* [EXERCISE AIM]
Write out all the records exactly, and keep any images out.

[Dataset excerpts]
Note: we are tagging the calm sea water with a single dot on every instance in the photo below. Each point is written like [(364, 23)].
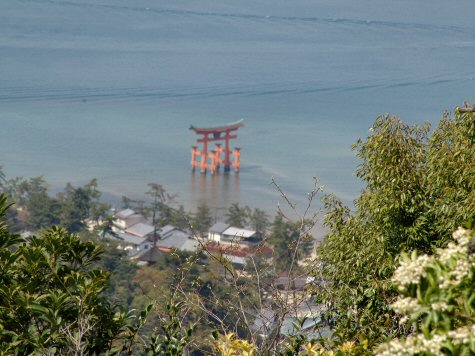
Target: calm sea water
[(109, 88)]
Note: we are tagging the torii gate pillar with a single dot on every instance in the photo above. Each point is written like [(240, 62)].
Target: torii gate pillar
[(213, 134)]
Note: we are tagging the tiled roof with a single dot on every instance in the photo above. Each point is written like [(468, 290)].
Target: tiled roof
[(218, 228)]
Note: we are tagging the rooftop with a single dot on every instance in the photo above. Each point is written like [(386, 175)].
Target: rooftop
[(124, 214), (219, 228), (238, 232), (140, 229)]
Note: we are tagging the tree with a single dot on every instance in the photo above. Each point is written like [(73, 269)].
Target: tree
[(436, 300), (51, 299), (419, 187), (237, 216)]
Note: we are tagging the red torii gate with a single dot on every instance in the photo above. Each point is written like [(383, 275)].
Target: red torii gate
[(211, 134)]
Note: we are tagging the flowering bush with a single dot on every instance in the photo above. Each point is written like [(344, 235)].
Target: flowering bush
[(437, 300)]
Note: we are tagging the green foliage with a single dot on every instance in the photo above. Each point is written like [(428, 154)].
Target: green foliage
[(50, 297), (437, 301), (418, 189), (173, 337)]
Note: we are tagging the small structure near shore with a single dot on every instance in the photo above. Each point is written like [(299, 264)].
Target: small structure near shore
[(212, 160)]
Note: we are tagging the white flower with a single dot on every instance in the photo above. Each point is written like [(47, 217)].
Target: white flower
[(405, 305), (410, 271), (440, 306)]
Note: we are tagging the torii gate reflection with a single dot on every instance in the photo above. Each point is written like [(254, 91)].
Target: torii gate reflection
[(212, 134)]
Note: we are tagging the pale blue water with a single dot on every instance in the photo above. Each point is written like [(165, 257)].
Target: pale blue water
[(108, 88)]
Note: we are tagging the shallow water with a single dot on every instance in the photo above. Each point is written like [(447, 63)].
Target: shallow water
[(108, 89)]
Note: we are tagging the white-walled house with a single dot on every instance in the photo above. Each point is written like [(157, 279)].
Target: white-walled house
[(226, 234)]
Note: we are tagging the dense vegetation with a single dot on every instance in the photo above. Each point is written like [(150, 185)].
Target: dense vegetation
[(395, 275), (419, 188)]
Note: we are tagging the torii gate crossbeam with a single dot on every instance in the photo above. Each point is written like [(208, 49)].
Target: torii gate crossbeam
[(213, 134)]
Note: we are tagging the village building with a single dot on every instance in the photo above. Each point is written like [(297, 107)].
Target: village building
[(173, 238)]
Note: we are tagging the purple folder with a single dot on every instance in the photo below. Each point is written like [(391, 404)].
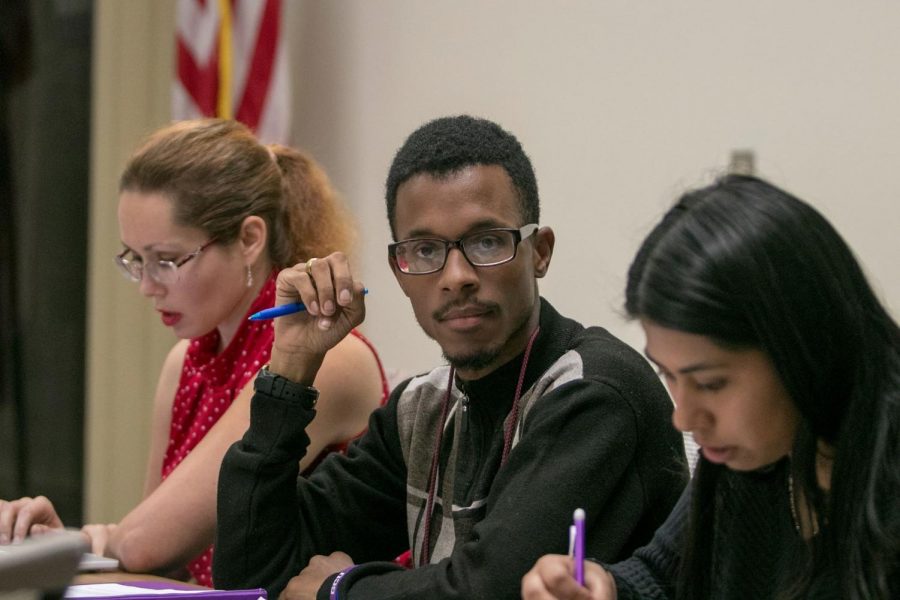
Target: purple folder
[(179, 590)]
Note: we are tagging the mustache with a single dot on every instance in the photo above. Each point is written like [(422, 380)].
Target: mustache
[(441, 313)]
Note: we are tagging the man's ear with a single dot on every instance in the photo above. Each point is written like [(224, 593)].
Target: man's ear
[(398, 276), (544, 240), (253, 238)]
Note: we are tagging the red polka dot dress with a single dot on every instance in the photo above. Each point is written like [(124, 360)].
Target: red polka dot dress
[(209, 384)]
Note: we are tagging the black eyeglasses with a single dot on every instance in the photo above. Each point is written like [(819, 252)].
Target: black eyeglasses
[(161, 271), (486, 248)]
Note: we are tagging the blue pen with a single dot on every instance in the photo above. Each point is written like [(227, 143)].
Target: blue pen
[(284, 309), (579, 545)]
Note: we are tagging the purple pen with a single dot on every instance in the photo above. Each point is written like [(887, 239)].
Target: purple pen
[(578, 517)]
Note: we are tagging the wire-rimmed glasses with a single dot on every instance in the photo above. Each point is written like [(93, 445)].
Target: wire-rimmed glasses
[(161, 271), (486, 248)]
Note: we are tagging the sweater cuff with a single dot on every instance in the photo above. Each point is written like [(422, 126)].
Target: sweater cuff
[(278, 422), (337, 586)]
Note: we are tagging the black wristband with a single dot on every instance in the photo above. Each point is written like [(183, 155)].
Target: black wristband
[(281, 388)]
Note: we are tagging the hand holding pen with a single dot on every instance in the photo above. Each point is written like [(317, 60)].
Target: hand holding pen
[(577, 544), (333, 305)]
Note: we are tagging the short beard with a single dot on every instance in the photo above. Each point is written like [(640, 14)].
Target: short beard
[(473, 362)]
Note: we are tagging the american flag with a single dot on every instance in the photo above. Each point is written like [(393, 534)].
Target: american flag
[(232, 63)]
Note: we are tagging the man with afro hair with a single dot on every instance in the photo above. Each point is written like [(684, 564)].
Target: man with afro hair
[(473, 469)]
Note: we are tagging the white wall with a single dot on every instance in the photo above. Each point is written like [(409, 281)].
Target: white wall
[(621, 105)]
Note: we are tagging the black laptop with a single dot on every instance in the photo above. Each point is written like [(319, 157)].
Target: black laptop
[(40, 567)]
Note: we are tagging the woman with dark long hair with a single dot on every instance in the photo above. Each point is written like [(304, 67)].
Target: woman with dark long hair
[(785, 366)]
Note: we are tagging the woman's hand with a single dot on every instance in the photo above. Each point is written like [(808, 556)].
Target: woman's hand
[(334, 305), (25, 516), (552, 578)]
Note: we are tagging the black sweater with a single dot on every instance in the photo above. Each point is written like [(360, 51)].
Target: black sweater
[(593, 432)]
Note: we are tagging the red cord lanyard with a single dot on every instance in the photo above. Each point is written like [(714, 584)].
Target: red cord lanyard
[(512, 420)]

* [ANSWER]
Note: we are tagging the calm sea water with a single dot on every instance in the photo below. Each point is written like [(364, 23)].
Target: calm sea water
[(109, 88)]
Note: we are tagging the torii gate pillar with a single dot on every instance in the photo above. Each point is written like [(240, 62)].
Target: torii gate pillar
[(213, 134)]
Note: we are tagging the tiled roof with a single dot on every instance in the photo above. Each point is written like [(468, 290)].
Target: tiled roof
[(218, 228)]
Note: we are tagging the rooftop with a single dot on every instance in the photo above. Each point is written like [(386, 175)].
Target: rooftop
[(124, 214), (219, 228), (238, 232), (140, 229)]
Note: we are tagging the tree with a single dot on every instance in the photo above. Each point is written like [(73, 269)].
Target: tree
[(436, 300), (51, 299), (419, 187), (237, 216)]
Note: we are tagging the red torii gate with a single dot on every instance in the photo above. Each point is written like [(383, 275)].
Target: red torii gate
[(211, 134)]
Note: we are tagging the flowering bush with a single dot on every instance in the photo above. Each point is written like [(344, 235)].
Target: flowering bush
[(437, 300)]
Note: we are tagging the green foliage with a single dot on every instance in the photo above. Each point is written like [(428, 154)].
Target: green foliage
[(50, 297), (437, 301), (418, 189), (173, 337)]
Note: we are tagging the small structure near shore with a single dot on every instance in the photo above. Each point is written like [(299, 264)].
Target: small structure near shore
[(212, 160)]
Note: we are tagging the white flower with a single dot on every instance in the photo above. Each point is written like [(47, 217)].
Target: white flower
[(405, 305), (410, 271), (440, 306)]
Note: we are tagging the torii gate reflection with a single dot on every instance in the photo above. Each point is written like [(254, 91)].
Target: torii gate reflection
[(212, 134)]
Note: we are tagging the pale blue water with a single dot on every instance in the photo above. Each point is written like [(165, 257)].
Target: pale blue water
[(108, 88)]
Note: we are tagging the shallow water with a single dot on every instance in the photo above. Each point is written like [(447, 63)].
Target: shallow water
[(108, 89)]
Note: we are tagging the white-walled house with a single dot on every instance in the photo above. Each point is written like [(157, 279)].
Target: white-walled house
[(226, 234)]
Note: we are tagging the dense vegetation with a single dot on every instance in the photo above. Each point is written like [(150, 185)].
Target: dense vegetation
[(395, 275), (419, 188)]
Note: we are tagging the torii gate crossbeam with a single dot on every instance in the photo above. Each point is written like [(208, 49)].
Target: torii gate crossbeam
[(213, 134)]
Note: we are tagging the village building with a single dot on every instance in the photo above. Each point is written like [(297, 107)].
Target: village building
[(173, 238)]
Note: we are tagging the purple folder with a single dot on every instance in the photo below. Each point is written like [(391, 404)].
Target: purple folder
[(179, 590)]
Note: we are tagging the mustache with a single dot on every instance in the photo above. Each point is written like [(422, 380)].
Target: mustache
[(441, 313)]
Note: we are tagging the man's ear with a single dot on every instance in the photo above. Each point is written like [(224, 593)].
Target: man's ear
[(398, 276), (544, 240), (253, 238)]
Note: we are tagging the red polka dot dress with a single dot on every instance in the photo above. Each point is written like [(124, 360)].
Target: red polka dot dress
[(209, 384)]
Note: we are tagging the black eyeglasses with a single dot on every instance in the photo above. Each point is written like [(819, 252)].
Target: black eyeglasses
[(161, 271), (486, 248)]
Note: we are tagging the blue pen with a single dot on every instance in the photo above. Each point is written like [(227, 143)].
Target: blue pen
[(284, 309), (579, 545)]
Note: we are tagging the purple pen with a single dot on every instance in the photo above. Each point is written like [(887, 239)].
Target: purple pen
[(578, 517)]
Note: we are tagging the wire-rimmed glasses with a single dot on every instance in the photo above. Each point is written like [(93, 445)].
Target: wire-rimmed glasses
[(161, 271), (486, 248)]
Note: we are tagging the sweater cuff with a single dot on every instance in the photo above. Each point is written like [(422, 126)].
Target: sweater cuff
[(278, 422), (337, 586)]
Note: we are tagging the black wristband with a single dot on every instance in the photo above. Each point is written like [(183, 155)].
Target: black wristband
[(281, 388)]
Note: we are tagging the hand holding pen with a single dot on every instance in the photo above. Each point is written like [(317, 60)].
Target: hand holding pen
[(577, 544), (333, 305)]
Note: we are tagging the short beard with a single dot on every instance in the photo above. Each point is written like [(640, 14)].
Target: short beard
[(473, 362)]
Note: we are tagging the american flag with a single dot on every instance in the photo above. Each point is written like [(393, 534)].
Target: american flag
[(232, 63)]
Note: we are tagging the man with afro hair with a single dot on every instance in the photo above. Each point is written like [(684, 564)].
Target: man with afro hair
[(473, 469)]
Note: we are tagging the white wall with a single dot on every instance in the photo above. Each point is written like [(409, 281)].
Target: white wall
[(621, 105)]
Note: we are tagging the black laptop with a single dot on every instance in the photo above. Each point is written like [(319, 157)].
Target: black laptop
[(40, 567)]
Note: we are tagging the woman with dark long hair with a single dot on every instance in the photo above. Each point is written like [(304, 67)].
Target: woman with dark long hair
[(785, 366)]
Note: we are tagging the woman's hand with a single dot on every instance in the photo above. Each point is written like [(808, 556)].
Target: woman's hand
[(334, 305), (25, 516), (552, 578)]
Note: we are tagging the black sweater with a single dot on every instance in the photo above. Each point is written like [(360, 51)].
Target: black sweater
[(593, 432)]
Note: we are tagging the red cord lanyard with a single dot on every instance in the photo above. Each point is written like [(714, 584)].
Target: red cord lanyard
[(512, 420)]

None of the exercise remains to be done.